→ Selected extract:
····················

A Bronx Tale: Development Without Gentrification

Mark Naison

During the last twenty years, the Bronx, New York's most multicultural borough ”85 percent Black and Latino according to the 2000 Census ”has undergone a remarkable process of economic and cultural revitalization. While much of the nation still thinks "the Bronx is Burning" (the title of a popular book and ESPN miniseries about the Yankees), the vacant, rubble-filled lots that once attracted presidents and visitors from all over the world are now filled with shopping centers, town houses, apartment buildings and one- and two- family homes. If you go to the corner of Charlotte Street and Boston Road (three blocks from 174th Street stop of the #5 train), where Jimmy Carter came to view the devastation in 1977, you will not see a single abandoned building or piece of land in any direction. Moreover, Crotona Park, three blocks to the north of Charlotte Street, which in the 1970s had no working street lights and was rarely used by local residents, has been transformed into an urban oasis with a pool, twenty professional level tennis courts, excellent baseball and soccer fields, a nature center, and summer concerts featuring the Bronx's greatest doo wop singers and old school hip hop DJ's.

····················

→ Given data:
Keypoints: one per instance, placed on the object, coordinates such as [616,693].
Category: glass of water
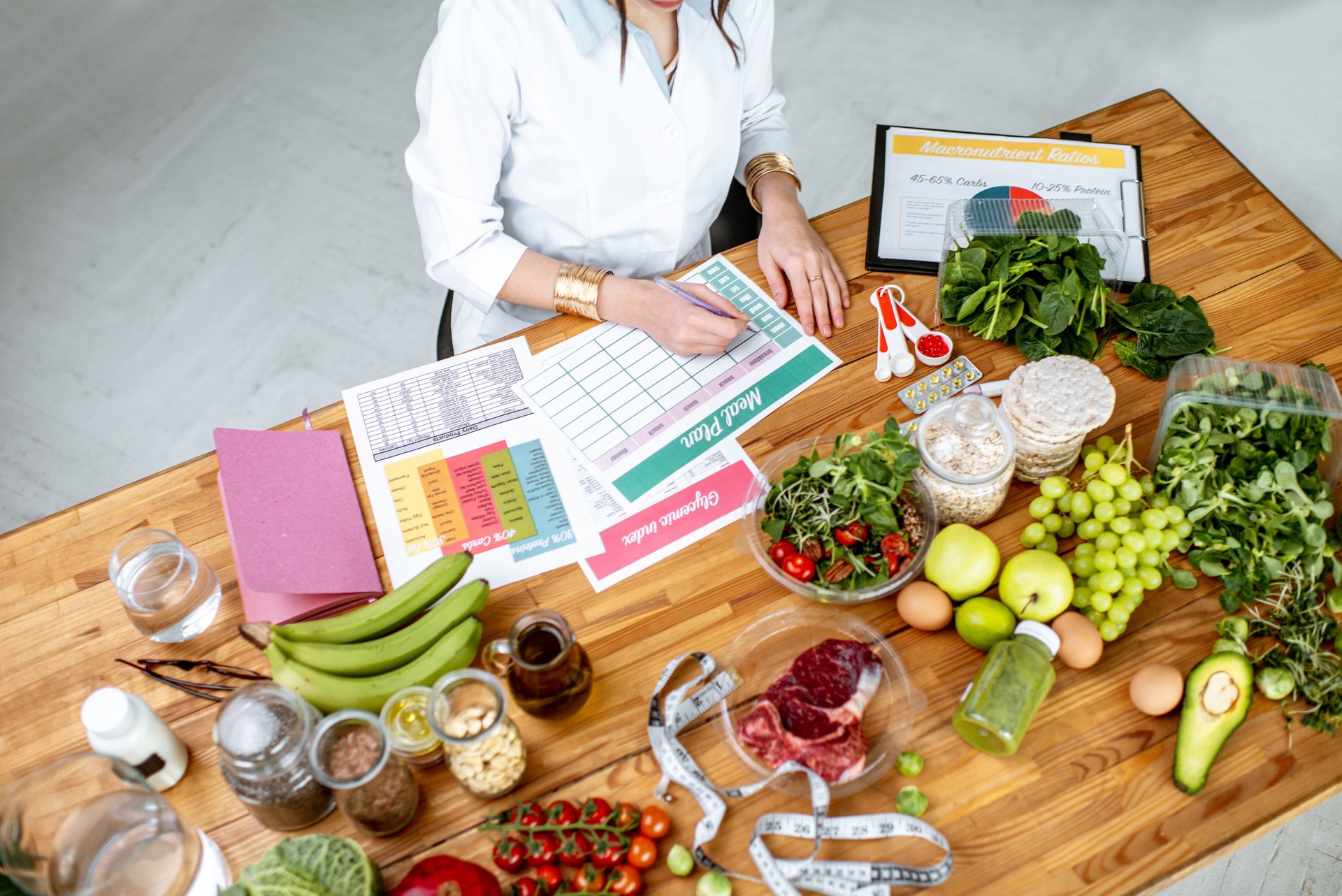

····················

→ Exercise details:
Resume the essay on the Bronx's revitalization, starting right after its last sentence.

→ Task answer:
But what makes this transformation remarkable is that is has occurred, at least thus far, without significant displacement of the Bronx's immigrant and working class residents. Whereas Harlem and East Harlem, the Lower East Side, Williamsburgh, and Park Slope have seen neighborhoods once plagued by abandonment and decay attract wealthy professionals and massive private investment, new housing in the Bronx, most of it built by nonprofit organizations, has almost entirely been purchased or rented by neighborhood residents or new immigrants from Africa, the Dominican Republic, and the Anglophone Carribbean. If you walk through the South Bronx neighborhoods that have been most dramatically transformed ”Morrisania, Melrose, Hunts Point, and Morris Heights ”you will see bodegas, hair braiding salons, travel agencies, African groceries, Caribbean bakeries, and numerous evangelical churches, but no sushi bars, Starbucks, or outdoor cafes. While there has been some movement of artists and professionals into neighborhoods south of Yankee Stadium, the biggest new migration into the Bronx has come from immigrant and working class families displaced from Harlem, Washington Heights, the Lower East Side, and parts of Brooklyn. Rents in the South and West Bronx are the lowest in the city, but still present a challenge for working class families because wages in the city's service economy are so low. Many Bronx apartments and private dwellings contain multiple families and the major Bronx shopping districts ”the Hub (at the intersection of 149th Street and 3rd Avenue), Tremont Avenue, and Fordham Road ”are packed with people during daylight hours seven days a week. The days of abandoned storefronts in the Bronx are long gone.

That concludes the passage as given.